══ Supplied entries

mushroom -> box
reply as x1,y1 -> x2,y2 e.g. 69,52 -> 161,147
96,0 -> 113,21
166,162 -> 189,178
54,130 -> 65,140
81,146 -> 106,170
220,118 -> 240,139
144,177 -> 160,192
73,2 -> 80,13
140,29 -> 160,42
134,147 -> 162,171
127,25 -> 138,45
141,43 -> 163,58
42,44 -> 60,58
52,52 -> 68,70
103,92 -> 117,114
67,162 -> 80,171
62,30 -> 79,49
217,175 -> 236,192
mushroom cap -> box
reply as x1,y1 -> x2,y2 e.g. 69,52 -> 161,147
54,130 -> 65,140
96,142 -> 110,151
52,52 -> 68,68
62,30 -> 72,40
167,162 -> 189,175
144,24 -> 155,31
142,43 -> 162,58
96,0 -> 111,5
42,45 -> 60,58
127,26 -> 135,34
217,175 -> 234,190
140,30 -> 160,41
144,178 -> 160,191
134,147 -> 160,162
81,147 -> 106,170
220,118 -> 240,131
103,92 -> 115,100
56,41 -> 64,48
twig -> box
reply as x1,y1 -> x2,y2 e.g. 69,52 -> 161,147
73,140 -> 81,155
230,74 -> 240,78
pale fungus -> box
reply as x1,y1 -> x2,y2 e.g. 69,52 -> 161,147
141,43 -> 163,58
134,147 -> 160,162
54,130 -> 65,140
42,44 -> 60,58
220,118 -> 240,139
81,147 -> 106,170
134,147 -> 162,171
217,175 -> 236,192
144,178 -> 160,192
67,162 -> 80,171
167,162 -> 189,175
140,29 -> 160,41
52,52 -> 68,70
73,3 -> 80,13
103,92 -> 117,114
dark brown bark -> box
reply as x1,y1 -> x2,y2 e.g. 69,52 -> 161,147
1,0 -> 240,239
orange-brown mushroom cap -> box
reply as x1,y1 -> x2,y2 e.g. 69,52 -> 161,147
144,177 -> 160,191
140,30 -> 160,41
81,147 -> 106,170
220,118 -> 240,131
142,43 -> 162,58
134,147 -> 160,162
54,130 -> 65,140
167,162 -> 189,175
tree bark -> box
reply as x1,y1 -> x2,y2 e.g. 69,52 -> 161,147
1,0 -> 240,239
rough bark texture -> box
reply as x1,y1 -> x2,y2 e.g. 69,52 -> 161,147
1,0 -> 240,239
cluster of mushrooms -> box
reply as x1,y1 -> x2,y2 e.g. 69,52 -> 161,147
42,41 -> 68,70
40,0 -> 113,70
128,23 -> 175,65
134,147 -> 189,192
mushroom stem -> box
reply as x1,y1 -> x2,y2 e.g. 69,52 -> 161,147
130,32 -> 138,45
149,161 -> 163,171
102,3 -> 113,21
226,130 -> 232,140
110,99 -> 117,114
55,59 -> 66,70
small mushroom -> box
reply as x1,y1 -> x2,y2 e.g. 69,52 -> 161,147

════

Task brief:
Examine the listing and say how many of its lines contain the string "bark". Give the number alone.

Exercise output:
3